Reproduce all of the data below word for word, but leave out the pictures.

(Records from a dataset)
= = = =

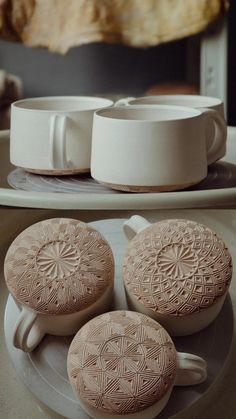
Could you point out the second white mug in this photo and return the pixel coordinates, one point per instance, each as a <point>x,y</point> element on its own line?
<point>153,148</point>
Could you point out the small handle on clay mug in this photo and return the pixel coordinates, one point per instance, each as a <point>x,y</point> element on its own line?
<point>57,142</point>
<point>134,225</point>
<point>27,334</point>
<point>123,102</point>
<point>220,134</point>
<point>191,369</point>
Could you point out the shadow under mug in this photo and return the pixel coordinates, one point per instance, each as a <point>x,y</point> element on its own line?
<point>193,101</point>
<point>154,148</point>
<point>52,135</point>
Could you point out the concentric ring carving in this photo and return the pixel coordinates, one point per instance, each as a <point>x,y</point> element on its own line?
<point>177,267</point>
<point>121,362</point>
<point>59,266</point>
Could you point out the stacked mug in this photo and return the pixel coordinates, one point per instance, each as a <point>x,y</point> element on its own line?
<point>149,144</point>
<point>176,273</point>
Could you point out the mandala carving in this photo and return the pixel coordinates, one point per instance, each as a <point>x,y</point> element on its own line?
<point>59,266</point>
<point>177,267</point>
<point>121,362</point>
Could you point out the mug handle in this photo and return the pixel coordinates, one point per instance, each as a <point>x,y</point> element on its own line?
<point>220,134</point>
<point>57,142</point>
<point>123,102</point>
<point>134,225</point>
<point>191,369</point>
<point>26,334</point>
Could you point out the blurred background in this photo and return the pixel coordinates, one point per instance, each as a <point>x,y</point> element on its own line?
<point>199,63</point>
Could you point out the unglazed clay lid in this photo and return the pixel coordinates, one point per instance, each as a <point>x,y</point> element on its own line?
<point>121,362</point>
<point>177,267</point>
<point>59,266</point>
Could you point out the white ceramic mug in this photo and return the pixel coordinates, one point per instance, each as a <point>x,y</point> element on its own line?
<point>176,271</point>
<point>124,364</point>
<point>153,148</point>
<point>52,135</point>
<point>193,101</point>
<point>60,273</point>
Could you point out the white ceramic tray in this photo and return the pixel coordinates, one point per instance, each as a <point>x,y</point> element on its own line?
<point>44,370</point>
<point>218,190</point>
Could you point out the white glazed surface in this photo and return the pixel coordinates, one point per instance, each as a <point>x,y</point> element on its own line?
<point>175,325</point>
<point>70,119</point>
<point>141,146</point>
<point>43,371</point>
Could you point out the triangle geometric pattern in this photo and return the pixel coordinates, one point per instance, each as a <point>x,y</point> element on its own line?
<point>121,362</point>
<point>177,267</point>
<point>59,266</point>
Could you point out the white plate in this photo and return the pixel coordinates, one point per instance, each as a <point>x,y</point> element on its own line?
<point>44,370</point>
<point>216,191</point>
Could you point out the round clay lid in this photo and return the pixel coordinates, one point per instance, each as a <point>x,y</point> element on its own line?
<point>121,362</point>
<point>58,266</point>
<point>177,267</point>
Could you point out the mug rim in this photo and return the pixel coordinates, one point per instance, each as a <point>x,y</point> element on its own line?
<point>212,101</point>
<point>73,98</point>
<point>192,113</point>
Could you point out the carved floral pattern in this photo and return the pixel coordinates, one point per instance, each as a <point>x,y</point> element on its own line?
<point>121,362</point>
<point>177,267</point>
<point>59,266</point>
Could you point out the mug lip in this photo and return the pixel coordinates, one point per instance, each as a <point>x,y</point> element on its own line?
<point>212,101</point>
<point>192,113</point>
<point>73,98</point>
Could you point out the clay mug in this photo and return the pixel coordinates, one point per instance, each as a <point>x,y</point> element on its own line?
<point>52,135</point>
<point>123,364</point>
<point>60,273</point>
<point>153,148</point>
<point>193,101</point>
<point>176,271</point>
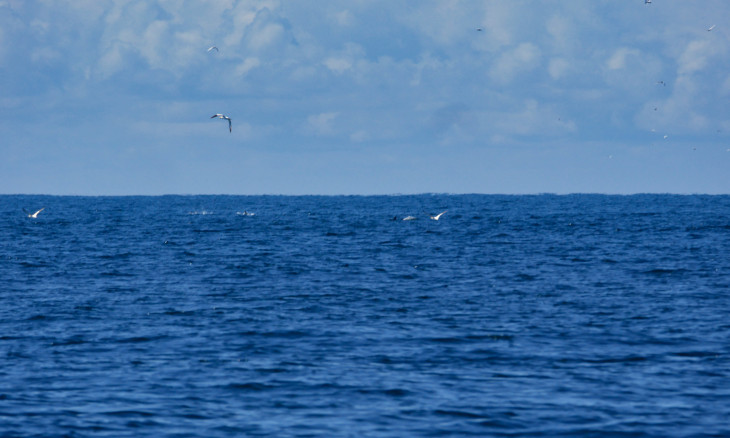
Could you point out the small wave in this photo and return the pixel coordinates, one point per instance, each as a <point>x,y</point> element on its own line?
<point>249,386</point>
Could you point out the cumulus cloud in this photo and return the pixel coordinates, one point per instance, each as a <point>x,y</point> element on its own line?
<point>522,58</point>
<point>321,124</point>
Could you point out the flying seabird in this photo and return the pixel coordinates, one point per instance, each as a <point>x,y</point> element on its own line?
<point>33,215</point>
<point>438,216</point>
<point>221,116</point>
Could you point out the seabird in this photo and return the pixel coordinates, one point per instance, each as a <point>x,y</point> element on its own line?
<point>221,116</point>
<point>33,215</point>
<point>438,216</point>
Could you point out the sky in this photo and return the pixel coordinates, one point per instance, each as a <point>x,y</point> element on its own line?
<point>114,97</point>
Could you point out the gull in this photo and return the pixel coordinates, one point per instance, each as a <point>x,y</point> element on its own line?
<point>438,216</point>
<point>33,215</point>
<point>221,116</point>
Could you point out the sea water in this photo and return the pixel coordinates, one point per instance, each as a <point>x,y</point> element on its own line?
<point>289,316</point>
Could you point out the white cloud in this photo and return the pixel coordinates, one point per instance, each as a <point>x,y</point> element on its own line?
<point>617,61</point>
<point>558,67</point>
<point>338,65</point>
<point>321,124</point>
<point>694,57</point>
<point>247,65</point>
<point>522,58</point>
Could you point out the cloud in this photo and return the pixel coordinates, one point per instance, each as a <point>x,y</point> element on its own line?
<point>321,124</point>
<point>247,65</point>
<point>617,61</point>
<point>522,58</point>
<point>558,67</point>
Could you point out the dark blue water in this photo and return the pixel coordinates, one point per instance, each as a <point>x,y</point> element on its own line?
<point>321,316</point>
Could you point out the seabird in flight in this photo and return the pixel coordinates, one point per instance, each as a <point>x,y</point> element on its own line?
<point>221,116</point>
<point>438,216</point>
<point>33,215</point>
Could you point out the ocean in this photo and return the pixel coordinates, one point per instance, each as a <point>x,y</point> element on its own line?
<point>331,316</point>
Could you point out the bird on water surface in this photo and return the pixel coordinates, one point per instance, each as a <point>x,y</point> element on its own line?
<point>221,116</point>
<point>33,215</point>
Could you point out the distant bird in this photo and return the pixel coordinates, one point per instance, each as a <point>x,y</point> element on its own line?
<point>438,216</point>
<point>221,116</point>
<point>33,215</point>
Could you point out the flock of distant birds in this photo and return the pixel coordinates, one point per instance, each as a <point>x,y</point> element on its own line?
<point>435,217</point>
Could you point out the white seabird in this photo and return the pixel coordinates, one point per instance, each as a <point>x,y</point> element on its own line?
<point>438,216</point>
<point>33,215</point>
<point>221,116</point>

= = = =

Answer to the problem:
Could you point out the second white mug in this photo and return the pixel coordinates, one point per instance, each as a <point>x,y</point> element on its own line?
<point>153,148</point>
Could you point out the small handle on clay mug in this photo and return the pixel coordinates, one point per instance, each as a <point>x,y</point> element on its own line?
<point>57,142</point>
<point>134,225</point>
<point>27,334</point>
<point>123,102</point>
<point>220,134</point>
<point>191,369</point>
Could you point out the shadow under mug in this photo and return the pixel coordinates, one point per instance, each as a <point>x,y</point> element on its own line?
<point>193,101</point>
<point>154,148</point>
<point>52,135</point>
Could you point out the concentric ring carving in this photo and return the pixel coordinates, one point per instance, each as a <point>x,y</point> element on its own line?
<point>177,267</point>
<point>121,362</point>
<point>59,266</point>
Could you point out the stacked mug in this photo and return the pixel coordinates, one point per instance, each as a <point>x,y</point> element on its own line?
<point>149,144</point>
<point>176,273</point>
Could you point out the mandala carving in this photo and return the pixel coordinates, one point per instance, each as a <point>x,y</point> element on its own line?
<point>59,266</point>
<point>177,267</point>
<point>121,362</point>
Could you point out the mug handle in this photo and return the pixel coordinates, one point per instance, each as a <point>x,y</point> element on its own line?
<point>220,134</point>
<point>57,142</point>
<point>123,102</point>
<point>134,225</point>
<point>191,369</point>
<point>26,334</point>
Could you point out the blurred background in this photo and return the pixel coordinates, one point per instance, each as a <point>x,y</point> element on its own line?
<point>199,63</point>
Could you point out the unglazed clay lid in this photo and return the pixel coordinates, one point per instance, each as a <point>x,y</point> element on its own line?
<point>121,362</point>
<point>177,267</point>
<point>59,266</point>
Could you point out the white ceramic mug in this photo and return the pixel coordinates, one point per instance, each as a <point>x,y</point> element on its own line?
<point>176,271</point>
<point>124,364</point>
<point>153,148</point>
<point>52,135</point>
<point>193,101</point>
<point>60,273</point>
Could you point out the white ceramic tray in this photo and return the pixel coordinates, one point per instance, each as a <point>x,y</point> element on its own line?
<point>44,370</point>
<point>218,190</point>
Could you point out the white glazed surface in this photo and return the pixel coordinates, one point per instance, each as a <point>x,y</point> element on its own line?
<point>175,325</point>
<point>70,119</point>
<point>141,146</point>
<point>43,371</point>
Could you point out the triangle geometric pattern in this photo and return the pixel coordinates, one point per instance, each as a <point>x,y</point> element on its own line?
<point>121,362</point>
<point>177,267</point>
<point>59,266</point>
Could you point out the white plate in this photo and return the pixel coordinates, one point per instance, each as a <point>x,y</point> element on its own line?
<point>44,370</point>
<point>216,191</point>
Could you point out the round clay lid in this photo and return the pixel coordinates, one point per instance, each as a <point>x,y</point> element on its own line?
<point>121,362</point>
<point>58,266</point>
<point>177,267</point>
Could you point out the mug rim in this photo and return the pixel coordinates, one point per instance, each as a <point>x,y</point> element on its own line?
<point>212,101</point>
<point>73,98</point>
<point>192,113</point>
Could you point out the carved floral pattern in this photo and return the pixel coordinates, one point per instance, each as a <point>x,y</point> element on its own line?
<point>121,362</point>
<point>177,267</point>
<point>59,266</point>
Could you point out the mug lip in this photo and return the pixel coordinates, one point per instance, each as a <point>x,y</point> element on its own line?
<point>212,101</point>
<point>192,113</point>
<point>73,98</point>
Could you point out the clay mug in this photo and return the pixel coordinates, one point per instance, each as a <point>x,y</point> element on its own line?
<point>52,135</point>
<point>123,364</point>
<point>60,273</point>
<point>153,148</point>
<point>193,101</point>
<point>176,271</point>
Could you point out the small wave in this photo and return the pixel coordinates, one point per instance, each as a <point>x,y</point> element on its own line?
<point>249,386</point>
Could you point out the cumulus cloud in this photo and return the pixel coordinates, one point per instance, each as a <point>x,y</point> element on its own line?
<point>522,58</point>
<point>321,124</point>
Could you point out the flying seabird in this photo and return the pixel coordinates, one point per instance, each as a <point>x,y</point> element on its own line?
<point>33,215</point>
<point>438,216</point>
<point>221,116</point>
Could you point out the seabird in this photo and return the pixel coordinates, one point per instance, each as a <point>x,y</point> element on its own line?
<point>221,116</point>
<point>33,215</point>
<point>438,216</point>
Could you point out the sky in this photo and return the pixel coordinates, one point per instance, each as a <point>x,y</point> element on its own line?
<point>114,97</point>
Could you point out the gull in this photo and return the pixel coordinates, one point per instance, each as a <point>x,y</point> element on its own line?
<point>438,216</point>
<point>33,215</point>
<point>221,116</point>
Could you point out the sea water in this photo and return the pixel coordinates, one point per instance, each as a <point>x,y</point> element on its own line?
<point>289,316</point>
Could you point out the white cloud in this photo and return the pixel coordinates, one point per instance, each as a <point>x,y</point> element on its own line?
<point>617,61</point>
<point>558,67</point>
<point>338,65</point>
<point>321,124</point>
<point>694,57</point>
<point>247,65</point>
<point>522,58</point>
Could you point out the cloud in this photo and return the pixel coordinates, one point per instance, each as a <point>x,y</point> element on its own line?
<point>321,124</point>
<point>247,65</point>
<point>617,61</point>
<point>522,58</point>
<point>558,67</point>
Could you point out the dark blue water in this photo and return the pixel coordinates, one point per instance, each as a <point>x,y</point> element on its own line?
<point>321,316</point>
Could you point out the seabird in flight in this photo and return the pixel coordinates, one point per instance, each as a <point>x,y</point> element on its own line?
<point>221,116</point>
<point>438,216</point>
<point>33,215</point>
Could you point out the ocean in this photo and return the pixel coordinates, one point per instance, each as a <point>x,y</point> element on its own line?
<point>331,316</point>
Could you point out the bird on water surface in this photo and return the pixel coordinates, one point per instance, each as a <point>x,y</point> element on its own line?
<point>221,116</point>
<point>33,215</point>
Could you point out the distant bird in this photo and return the pixel coordinates, one point per instance, each as a <point>x,y</point> element on its own line?
<point>438,216</point>
<point>221,116</point>
<point>33,215</point>
Could you point out the flock of distant birds in this photo and return the pixel coordinates, one point per instance, each as a <point>x,y</point> element on its own line?
<point>435,217</point>
Could you point out the white seabird in this photo and return the pixel coordinates, one point per instance, each as a <point>x,y</point> element on its own line?
<point>438,216</point>
<point>33,215</point>
<point>221,116</point>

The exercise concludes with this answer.